→ GIVEN EXERCISE A
In the passage on tracking time, shorten the paragraph beginning "These are the traditional forms" while keeping its main facts.
→ GIVEN EXERCISE B
Name every day of the week mentioned in the passage on tracking time.
→ GIVEN EXERCISE C
Duplicate the passage on tracking time from "Many readers wrote" to "24-hour system works...)", inclusive.

This week, The Dr. Phil Show is airing a segment based on an article I wrote for the Washington Post Magazine on a working mother's (fruitless?!) search for the 30 hours of leisure that experts say I have every week.

Many readers wrote me saying they wondered what they'd find if they tracked their own time.

So, herewith are links to blank time diary formats. (You'll see I goosed one to capture multi-tasking, adding my own category: "Doing Anything Else?")

These are the traditional forms that time researchers have been using since the 1960s and that the Bureau of Labor Statistics uses today for its American Time Use Survey. For those truly time-starved, just capture one 24-hour period. (That's all many researchers do, and then they extrapolate that information out over seven days. I thought that was nuts, as my Wednesdays are usually never the same from week to week and Tuesday is nothing like Sunday, usually... but they swear the 24-hour system works...)

→ GIVEN DATA

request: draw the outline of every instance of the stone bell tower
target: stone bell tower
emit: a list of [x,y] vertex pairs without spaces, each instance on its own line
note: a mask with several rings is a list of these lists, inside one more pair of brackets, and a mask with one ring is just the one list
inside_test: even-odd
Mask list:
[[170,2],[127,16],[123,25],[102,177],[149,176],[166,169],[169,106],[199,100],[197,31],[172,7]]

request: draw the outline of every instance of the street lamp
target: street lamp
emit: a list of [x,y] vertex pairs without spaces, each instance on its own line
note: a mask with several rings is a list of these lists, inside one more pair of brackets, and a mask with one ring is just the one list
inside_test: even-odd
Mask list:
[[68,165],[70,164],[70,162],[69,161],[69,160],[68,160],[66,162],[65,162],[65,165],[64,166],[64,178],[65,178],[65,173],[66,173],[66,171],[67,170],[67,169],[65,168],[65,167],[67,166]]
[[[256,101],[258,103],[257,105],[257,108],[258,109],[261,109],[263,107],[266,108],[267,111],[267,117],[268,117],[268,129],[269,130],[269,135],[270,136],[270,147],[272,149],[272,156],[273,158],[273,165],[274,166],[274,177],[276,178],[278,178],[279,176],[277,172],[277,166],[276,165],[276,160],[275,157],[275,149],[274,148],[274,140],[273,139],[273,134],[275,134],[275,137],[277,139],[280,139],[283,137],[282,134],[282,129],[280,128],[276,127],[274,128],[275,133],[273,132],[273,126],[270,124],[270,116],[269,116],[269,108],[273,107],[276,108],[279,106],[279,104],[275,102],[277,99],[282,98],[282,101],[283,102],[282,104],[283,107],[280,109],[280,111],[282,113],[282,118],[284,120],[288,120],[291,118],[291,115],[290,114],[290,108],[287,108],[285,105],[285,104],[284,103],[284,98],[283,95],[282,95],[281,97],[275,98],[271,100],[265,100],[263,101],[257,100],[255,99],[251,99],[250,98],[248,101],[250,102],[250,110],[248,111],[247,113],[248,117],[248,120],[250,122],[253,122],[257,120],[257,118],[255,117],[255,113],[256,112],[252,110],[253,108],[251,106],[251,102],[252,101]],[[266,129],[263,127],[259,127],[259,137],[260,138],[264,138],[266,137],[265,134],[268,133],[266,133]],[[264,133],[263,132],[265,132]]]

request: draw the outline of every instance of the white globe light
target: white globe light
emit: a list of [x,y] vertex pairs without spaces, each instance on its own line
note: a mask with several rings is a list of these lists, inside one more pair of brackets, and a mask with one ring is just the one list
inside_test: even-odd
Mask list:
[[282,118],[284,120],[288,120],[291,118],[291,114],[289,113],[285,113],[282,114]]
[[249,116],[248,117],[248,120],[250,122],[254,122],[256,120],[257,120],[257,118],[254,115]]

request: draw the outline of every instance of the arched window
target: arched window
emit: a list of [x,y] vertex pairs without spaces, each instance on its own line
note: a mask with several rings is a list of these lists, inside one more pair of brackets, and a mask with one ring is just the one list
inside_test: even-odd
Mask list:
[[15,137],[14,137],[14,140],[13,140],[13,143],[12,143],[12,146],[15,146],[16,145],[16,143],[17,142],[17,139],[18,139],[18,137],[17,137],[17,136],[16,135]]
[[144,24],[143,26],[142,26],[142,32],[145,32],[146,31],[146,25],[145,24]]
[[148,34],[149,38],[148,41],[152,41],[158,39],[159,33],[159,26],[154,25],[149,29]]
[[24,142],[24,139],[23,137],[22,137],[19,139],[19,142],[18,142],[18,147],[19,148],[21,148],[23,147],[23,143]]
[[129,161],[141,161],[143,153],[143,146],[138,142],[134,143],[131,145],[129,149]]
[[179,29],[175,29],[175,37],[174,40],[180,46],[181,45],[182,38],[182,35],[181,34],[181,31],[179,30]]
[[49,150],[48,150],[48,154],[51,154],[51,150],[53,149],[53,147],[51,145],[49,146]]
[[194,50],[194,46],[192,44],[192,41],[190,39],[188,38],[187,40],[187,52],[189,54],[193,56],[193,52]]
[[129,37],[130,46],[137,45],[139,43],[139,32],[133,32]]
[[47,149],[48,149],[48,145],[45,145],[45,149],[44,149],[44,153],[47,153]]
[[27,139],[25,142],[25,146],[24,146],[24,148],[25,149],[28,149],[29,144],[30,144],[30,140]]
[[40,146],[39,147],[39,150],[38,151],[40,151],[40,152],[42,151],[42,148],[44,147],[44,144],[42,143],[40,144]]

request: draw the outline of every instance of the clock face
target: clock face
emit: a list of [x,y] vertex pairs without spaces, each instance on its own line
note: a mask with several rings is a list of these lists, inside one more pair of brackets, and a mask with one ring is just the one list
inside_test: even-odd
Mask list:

→ OUTPUT A
Time researchers have used these standard forms since the 1960s, and the Bureau of Labor Statistics uses them today for its American Time Use Survey. People short on time can record a single 24-hour period. Many researchers do only that and then extrapolate it over seven days. The writer finds this doubtful because the days of the week differ so much, but researchers insist the 24-hour method works.

→ OUTPUT B
Wednesday, Tuesday, Sunday

→ OUTPUT C
Many readers wrote me saying they wondered what they'd find if they tracked their own time.

So, herewith are links to blank time diary formats. (You'll see I goosed one to capture multi-tasking, adding my own category: "Doing Anything Else?")

These are the traditional forms that time researchers have been using since the 1960s and that the Bureau of Labor Statistics uses today for its American Time Use Survey. For those truly time-starved, just capture one 24-hour period. (That's all many researchers do, and then they extrapolate that information out over seven days. I thought that was nuts, as my Wednesdays are usually never the same from week to week and Tuesday is nothing like Sunday, usually... but they swear the 24-hour system works...)